[OBJECTIVES]:
a – In the forum thread below, why is paratrooper cutting back on Coke and Pepsi? Answer in one to three sentences.
b – According to the forum thread below, how much pop does paratrooper now drink per day?

[GIVEN PASSAGE]:
------------

So.....in a nutshell (no pun intended), what you are saying is, as long as I don't eat my bullets, I should be okay. :mrgreen:


----------



## DanP_from_AZ (May 8, 2009)

paratrooper said:


> So.....in a nutshell (no pun intended), what you are saying is, as long as I don't eat my bullets, I should be okay. :mrgreen:


Yes. :smt1099


----------



## paratrooper (Feb 1, 2012)

Well......I have been working hard giving up, or at least greatly reducing, my intake of Coke and Pepsi. 

I guess it wouldn't hurt to give up eating ammo as well.


----------



## Broondog (Feb 1, 2013)

paratrooper said:


> Well......I have been working hard giving up, or at least greatly reducing, my intake of Coke and Pepsi.
> 
> I guess it wouldn't hurt to give up eating ammo as well.


that's awesome man! baby steps.

i finally gave up snorting Coke because the carbonation was really getting to my nose.


----------



## paratrooper (Feb 1, 2012)

Broondog said:


> that's awesome man! baby steps.
> 
> i finally gave up snorting Coke because the carbonation was really getting to my nose.


I don't drink alcohol, smoke or do drugs.

But, I've been a soda pop fan for years. As I get older, it's getting harder to keep my weight in-check. It's been about 6 weeks now, and I'm down to a single serving (12 oz.) or less, of pop per day. There's days that I don't even drink any.


----------

------------

[RAW DATA]:
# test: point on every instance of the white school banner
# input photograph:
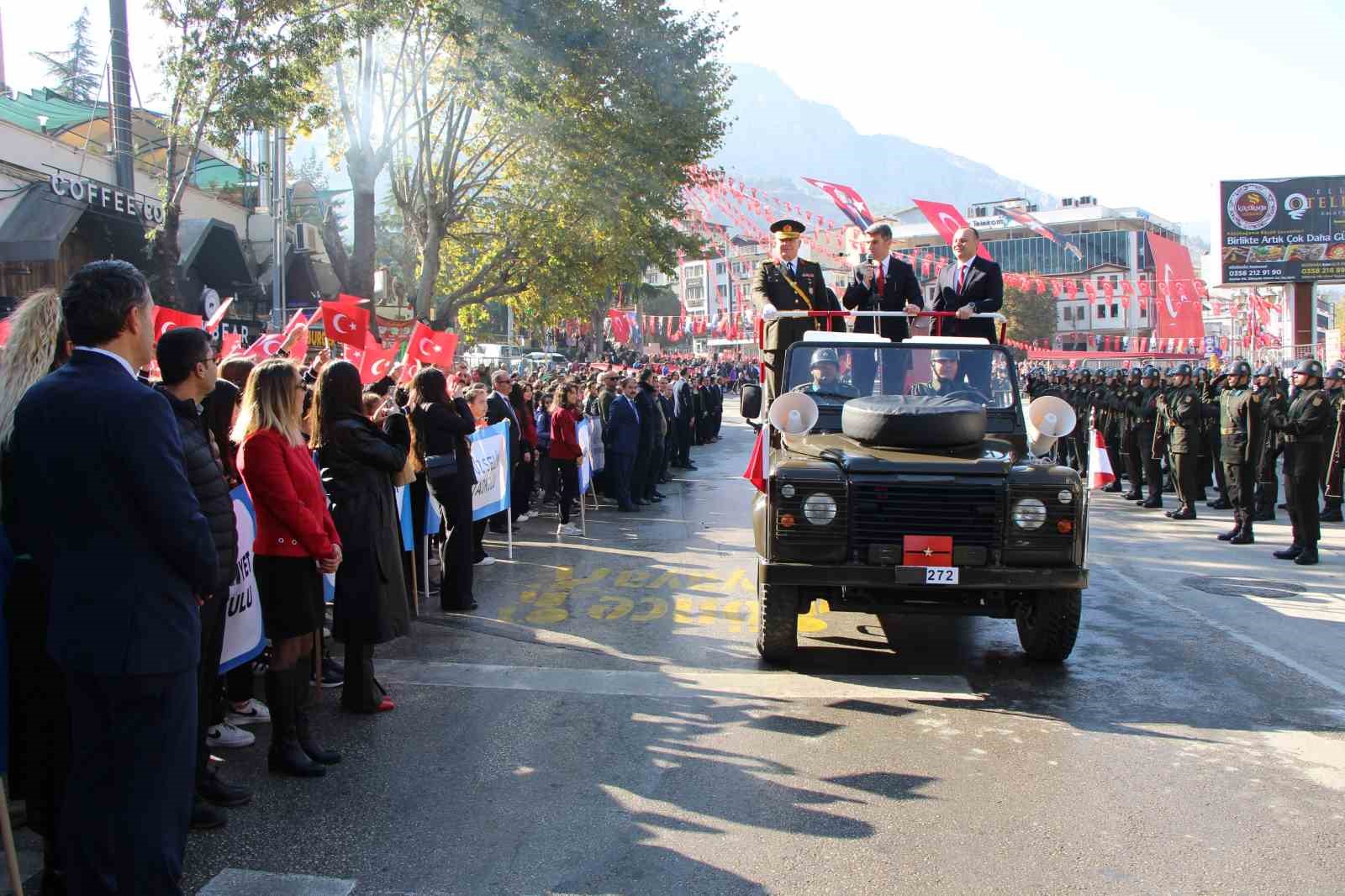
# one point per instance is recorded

------------

[THE RESPONSES]:
a – Paratrooper has been a soda fan for years but finds it harder to keep their weight in check with age. Cutting back on soda is meant to help with that.

b – A single serving (12 oz.) or less per day, and some days none at all.